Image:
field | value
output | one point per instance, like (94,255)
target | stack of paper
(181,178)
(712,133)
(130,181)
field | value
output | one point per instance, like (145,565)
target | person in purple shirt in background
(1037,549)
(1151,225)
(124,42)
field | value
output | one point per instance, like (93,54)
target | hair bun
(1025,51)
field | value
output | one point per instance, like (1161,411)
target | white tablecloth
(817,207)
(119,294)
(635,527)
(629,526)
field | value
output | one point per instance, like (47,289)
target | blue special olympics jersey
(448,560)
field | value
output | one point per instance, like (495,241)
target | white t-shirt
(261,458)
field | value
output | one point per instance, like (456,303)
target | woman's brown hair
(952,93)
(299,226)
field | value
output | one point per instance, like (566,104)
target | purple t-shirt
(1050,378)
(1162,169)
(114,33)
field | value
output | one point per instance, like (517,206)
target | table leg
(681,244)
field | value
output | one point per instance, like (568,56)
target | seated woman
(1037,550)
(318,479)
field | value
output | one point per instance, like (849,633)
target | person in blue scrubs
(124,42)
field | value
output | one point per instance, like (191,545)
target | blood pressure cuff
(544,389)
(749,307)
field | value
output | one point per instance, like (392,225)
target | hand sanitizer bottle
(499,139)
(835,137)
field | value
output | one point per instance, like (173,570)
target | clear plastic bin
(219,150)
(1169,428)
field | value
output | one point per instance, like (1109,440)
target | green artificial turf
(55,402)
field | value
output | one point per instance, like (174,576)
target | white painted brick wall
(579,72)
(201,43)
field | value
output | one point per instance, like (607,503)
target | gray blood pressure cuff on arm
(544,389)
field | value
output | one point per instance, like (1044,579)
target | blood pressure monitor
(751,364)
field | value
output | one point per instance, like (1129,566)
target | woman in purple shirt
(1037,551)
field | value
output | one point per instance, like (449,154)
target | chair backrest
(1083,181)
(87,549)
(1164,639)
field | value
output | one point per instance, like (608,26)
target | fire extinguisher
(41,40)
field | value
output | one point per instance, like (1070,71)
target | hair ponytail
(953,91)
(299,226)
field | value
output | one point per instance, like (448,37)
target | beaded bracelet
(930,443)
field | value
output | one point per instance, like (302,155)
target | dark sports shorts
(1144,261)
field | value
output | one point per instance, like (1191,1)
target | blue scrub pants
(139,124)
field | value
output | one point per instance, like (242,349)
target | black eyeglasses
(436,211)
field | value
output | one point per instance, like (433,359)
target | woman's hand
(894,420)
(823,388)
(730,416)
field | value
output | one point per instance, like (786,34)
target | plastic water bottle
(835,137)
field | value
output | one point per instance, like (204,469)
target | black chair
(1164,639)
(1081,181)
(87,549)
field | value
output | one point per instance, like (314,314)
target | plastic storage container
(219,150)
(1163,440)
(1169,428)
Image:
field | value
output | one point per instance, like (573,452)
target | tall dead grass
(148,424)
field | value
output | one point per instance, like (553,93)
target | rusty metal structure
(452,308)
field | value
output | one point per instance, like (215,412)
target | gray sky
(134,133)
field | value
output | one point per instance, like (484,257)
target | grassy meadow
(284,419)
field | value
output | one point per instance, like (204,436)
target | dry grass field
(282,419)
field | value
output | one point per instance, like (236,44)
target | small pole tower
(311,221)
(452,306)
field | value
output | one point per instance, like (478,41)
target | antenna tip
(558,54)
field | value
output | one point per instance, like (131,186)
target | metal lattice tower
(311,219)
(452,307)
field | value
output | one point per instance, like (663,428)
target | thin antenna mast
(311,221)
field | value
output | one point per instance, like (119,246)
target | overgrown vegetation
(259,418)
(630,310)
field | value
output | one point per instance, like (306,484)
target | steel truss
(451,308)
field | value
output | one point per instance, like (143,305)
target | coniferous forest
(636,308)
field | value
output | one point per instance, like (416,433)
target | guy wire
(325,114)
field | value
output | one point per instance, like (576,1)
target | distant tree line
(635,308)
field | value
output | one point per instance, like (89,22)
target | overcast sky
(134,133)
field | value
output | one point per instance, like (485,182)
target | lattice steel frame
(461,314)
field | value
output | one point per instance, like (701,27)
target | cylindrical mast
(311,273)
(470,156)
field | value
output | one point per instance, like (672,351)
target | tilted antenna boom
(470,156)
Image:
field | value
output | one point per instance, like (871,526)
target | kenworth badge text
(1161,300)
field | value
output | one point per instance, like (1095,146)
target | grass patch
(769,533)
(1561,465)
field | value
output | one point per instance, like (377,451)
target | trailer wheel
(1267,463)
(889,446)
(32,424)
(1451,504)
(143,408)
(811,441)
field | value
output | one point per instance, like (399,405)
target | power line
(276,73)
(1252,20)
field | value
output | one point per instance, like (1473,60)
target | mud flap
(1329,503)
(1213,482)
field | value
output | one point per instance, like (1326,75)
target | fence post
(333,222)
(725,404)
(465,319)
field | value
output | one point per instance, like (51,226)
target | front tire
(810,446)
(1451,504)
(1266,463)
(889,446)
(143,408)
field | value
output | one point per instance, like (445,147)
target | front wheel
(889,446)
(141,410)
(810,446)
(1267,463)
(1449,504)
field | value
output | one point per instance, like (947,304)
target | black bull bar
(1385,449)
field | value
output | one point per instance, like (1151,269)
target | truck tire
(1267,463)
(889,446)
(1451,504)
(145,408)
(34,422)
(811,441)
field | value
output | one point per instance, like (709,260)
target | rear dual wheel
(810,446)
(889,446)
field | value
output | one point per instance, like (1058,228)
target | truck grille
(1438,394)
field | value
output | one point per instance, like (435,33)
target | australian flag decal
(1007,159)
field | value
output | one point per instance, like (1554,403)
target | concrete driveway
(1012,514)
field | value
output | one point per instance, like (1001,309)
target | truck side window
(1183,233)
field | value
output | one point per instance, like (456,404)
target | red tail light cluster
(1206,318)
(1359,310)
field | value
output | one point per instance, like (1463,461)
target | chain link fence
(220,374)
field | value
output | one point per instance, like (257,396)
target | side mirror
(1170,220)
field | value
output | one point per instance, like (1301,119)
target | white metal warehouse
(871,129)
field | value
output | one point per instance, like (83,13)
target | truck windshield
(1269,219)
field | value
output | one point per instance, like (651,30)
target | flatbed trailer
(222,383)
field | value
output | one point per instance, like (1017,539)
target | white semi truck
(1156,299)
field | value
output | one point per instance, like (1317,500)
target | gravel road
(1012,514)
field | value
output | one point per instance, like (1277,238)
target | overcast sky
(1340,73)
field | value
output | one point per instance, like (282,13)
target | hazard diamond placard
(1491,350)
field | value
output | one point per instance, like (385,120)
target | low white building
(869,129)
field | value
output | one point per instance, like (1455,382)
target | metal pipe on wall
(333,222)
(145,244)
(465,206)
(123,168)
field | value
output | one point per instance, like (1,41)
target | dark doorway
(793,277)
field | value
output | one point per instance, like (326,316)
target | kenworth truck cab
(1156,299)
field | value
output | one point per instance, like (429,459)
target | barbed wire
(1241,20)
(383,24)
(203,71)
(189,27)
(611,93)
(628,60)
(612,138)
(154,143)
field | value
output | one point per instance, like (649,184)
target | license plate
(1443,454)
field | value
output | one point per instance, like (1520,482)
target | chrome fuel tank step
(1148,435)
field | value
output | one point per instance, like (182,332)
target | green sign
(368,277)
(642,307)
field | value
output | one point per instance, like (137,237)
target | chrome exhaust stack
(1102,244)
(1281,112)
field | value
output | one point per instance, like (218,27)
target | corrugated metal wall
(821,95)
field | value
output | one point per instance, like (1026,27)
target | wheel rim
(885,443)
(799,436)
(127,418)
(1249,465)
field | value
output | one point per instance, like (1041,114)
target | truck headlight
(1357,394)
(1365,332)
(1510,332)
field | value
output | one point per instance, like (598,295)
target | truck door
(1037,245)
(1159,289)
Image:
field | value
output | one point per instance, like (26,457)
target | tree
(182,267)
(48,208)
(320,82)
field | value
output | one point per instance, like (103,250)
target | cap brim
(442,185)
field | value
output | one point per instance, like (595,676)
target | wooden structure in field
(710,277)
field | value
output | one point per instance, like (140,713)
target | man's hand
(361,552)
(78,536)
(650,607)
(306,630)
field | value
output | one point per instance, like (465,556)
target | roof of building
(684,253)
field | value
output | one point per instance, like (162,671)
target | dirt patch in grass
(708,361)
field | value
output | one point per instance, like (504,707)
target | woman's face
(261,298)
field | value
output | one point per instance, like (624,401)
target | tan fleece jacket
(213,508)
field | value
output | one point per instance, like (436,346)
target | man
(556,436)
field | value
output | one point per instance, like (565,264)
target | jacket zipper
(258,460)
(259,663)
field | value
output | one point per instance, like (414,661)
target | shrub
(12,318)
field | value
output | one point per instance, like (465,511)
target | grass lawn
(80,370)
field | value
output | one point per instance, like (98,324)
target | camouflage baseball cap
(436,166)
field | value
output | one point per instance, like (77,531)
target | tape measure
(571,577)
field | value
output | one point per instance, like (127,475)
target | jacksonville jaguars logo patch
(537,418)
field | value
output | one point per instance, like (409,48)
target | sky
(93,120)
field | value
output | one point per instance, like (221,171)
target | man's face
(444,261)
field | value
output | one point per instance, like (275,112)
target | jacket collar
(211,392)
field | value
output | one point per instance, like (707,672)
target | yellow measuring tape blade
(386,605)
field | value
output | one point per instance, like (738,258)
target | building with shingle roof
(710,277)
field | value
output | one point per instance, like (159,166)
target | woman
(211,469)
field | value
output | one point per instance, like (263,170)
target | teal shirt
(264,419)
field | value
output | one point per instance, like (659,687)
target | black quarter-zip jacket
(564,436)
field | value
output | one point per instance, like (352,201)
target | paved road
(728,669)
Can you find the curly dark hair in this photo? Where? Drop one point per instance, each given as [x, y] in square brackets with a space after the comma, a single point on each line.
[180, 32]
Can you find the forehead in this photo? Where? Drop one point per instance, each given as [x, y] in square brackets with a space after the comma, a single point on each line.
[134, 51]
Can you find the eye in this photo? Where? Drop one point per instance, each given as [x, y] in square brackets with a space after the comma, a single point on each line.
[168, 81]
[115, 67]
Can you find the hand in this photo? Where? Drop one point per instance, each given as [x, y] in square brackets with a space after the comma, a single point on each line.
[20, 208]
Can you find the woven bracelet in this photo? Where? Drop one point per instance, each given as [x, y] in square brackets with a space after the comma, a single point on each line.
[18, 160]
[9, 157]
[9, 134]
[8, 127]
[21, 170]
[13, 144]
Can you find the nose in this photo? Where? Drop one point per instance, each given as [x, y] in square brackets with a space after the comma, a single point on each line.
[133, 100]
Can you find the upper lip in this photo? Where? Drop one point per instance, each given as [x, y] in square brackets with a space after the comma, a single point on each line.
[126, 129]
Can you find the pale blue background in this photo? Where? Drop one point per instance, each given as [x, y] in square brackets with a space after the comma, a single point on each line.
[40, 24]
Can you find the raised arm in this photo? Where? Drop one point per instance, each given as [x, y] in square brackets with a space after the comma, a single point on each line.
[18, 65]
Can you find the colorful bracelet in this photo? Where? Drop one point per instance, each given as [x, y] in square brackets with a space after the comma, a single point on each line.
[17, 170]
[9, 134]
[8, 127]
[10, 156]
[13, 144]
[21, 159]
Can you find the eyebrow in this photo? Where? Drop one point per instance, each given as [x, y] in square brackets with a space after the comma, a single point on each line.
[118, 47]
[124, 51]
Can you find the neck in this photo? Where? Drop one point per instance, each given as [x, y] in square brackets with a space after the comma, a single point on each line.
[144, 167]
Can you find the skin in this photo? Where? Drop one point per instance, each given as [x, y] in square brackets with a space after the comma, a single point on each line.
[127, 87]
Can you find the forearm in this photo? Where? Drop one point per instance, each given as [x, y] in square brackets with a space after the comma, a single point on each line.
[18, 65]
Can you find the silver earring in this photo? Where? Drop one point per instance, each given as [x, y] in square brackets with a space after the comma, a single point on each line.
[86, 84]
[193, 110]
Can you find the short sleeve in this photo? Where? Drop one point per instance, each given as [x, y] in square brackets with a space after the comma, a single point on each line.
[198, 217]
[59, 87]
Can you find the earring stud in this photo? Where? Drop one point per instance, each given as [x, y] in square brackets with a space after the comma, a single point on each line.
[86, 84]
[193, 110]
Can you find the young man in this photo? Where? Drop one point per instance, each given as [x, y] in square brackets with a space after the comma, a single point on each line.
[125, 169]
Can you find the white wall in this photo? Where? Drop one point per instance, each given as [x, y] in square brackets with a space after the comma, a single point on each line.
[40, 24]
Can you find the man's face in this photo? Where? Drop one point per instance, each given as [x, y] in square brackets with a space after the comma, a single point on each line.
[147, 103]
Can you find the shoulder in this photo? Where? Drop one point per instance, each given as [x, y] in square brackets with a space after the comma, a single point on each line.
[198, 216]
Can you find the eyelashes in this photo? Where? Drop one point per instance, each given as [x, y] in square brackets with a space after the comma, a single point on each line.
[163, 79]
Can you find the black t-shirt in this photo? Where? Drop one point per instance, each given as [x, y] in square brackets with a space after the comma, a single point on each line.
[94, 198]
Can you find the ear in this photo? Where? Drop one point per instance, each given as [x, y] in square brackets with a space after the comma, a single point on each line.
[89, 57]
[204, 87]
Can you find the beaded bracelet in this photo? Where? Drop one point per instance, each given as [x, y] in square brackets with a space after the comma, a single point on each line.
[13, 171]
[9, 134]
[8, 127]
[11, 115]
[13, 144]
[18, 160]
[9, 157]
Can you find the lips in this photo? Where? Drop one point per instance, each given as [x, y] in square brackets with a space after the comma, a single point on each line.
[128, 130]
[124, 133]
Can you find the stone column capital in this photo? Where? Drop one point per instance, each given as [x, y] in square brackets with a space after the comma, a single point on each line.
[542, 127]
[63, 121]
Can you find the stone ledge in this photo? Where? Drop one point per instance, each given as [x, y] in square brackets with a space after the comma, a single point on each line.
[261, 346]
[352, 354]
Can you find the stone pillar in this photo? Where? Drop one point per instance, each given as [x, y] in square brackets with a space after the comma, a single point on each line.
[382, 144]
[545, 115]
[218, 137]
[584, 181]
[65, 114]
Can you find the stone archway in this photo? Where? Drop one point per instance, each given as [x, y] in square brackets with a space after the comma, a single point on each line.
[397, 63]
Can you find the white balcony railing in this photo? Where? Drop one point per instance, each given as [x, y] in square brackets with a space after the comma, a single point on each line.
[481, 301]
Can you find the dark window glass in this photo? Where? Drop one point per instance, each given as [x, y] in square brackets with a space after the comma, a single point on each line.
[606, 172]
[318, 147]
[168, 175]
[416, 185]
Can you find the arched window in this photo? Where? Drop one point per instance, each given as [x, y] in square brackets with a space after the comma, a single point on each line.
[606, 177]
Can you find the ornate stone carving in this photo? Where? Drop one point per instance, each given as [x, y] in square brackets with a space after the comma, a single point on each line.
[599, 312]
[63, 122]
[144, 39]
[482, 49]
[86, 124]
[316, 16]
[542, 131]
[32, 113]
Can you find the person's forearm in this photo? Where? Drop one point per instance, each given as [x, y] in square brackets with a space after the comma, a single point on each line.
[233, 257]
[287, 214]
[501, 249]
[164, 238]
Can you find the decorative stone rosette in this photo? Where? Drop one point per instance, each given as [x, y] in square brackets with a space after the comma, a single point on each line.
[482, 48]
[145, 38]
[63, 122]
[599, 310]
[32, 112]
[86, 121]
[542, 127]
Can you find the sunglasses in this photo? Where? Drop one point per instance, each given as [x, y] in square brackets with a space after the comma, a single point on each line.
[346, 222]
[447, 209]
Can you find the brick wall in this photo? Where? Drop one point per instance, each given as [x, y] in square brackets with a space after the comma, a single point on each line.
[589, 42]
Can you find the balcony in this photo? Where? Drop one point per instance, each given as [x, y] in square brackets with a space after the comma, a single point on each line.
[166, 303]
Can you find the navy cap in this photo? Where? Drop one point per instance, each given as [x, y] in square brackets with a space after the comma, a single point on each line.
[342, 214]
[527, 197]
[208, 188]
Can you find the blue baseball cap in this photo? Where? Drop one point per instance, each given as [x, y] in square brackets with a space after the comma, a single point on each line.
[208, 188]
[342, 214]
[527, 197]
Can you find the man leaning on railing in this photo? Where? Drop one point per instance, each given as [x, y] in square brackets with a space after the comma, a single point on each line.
= = = = = = =
Given request: Everything from the line containing "Can you find the navy" through the final line of the listing, inclusive, must be reproduced exactly; leave out the rest.

Result of the exercise:
Can you find the navy cap in this photo? Where? Drop one point per instance, each given as [x, y] in square brackets with a space after the comma, a single point on each line.
[342, 214]
[527, 197]
[208, 188]
Can you find the blue baseball cap in this photo? Where? Drop one point per instance, each given as [x, y] in square brackets with a space after the comma, a single point on each line.
[208, 188]
[342, 214]
[527, 197]
Can you find the man leaning on railing in this photo? Where? Drop one point per instance, each given as [x, y] in square brackets with a space after the comma, a single point on each line.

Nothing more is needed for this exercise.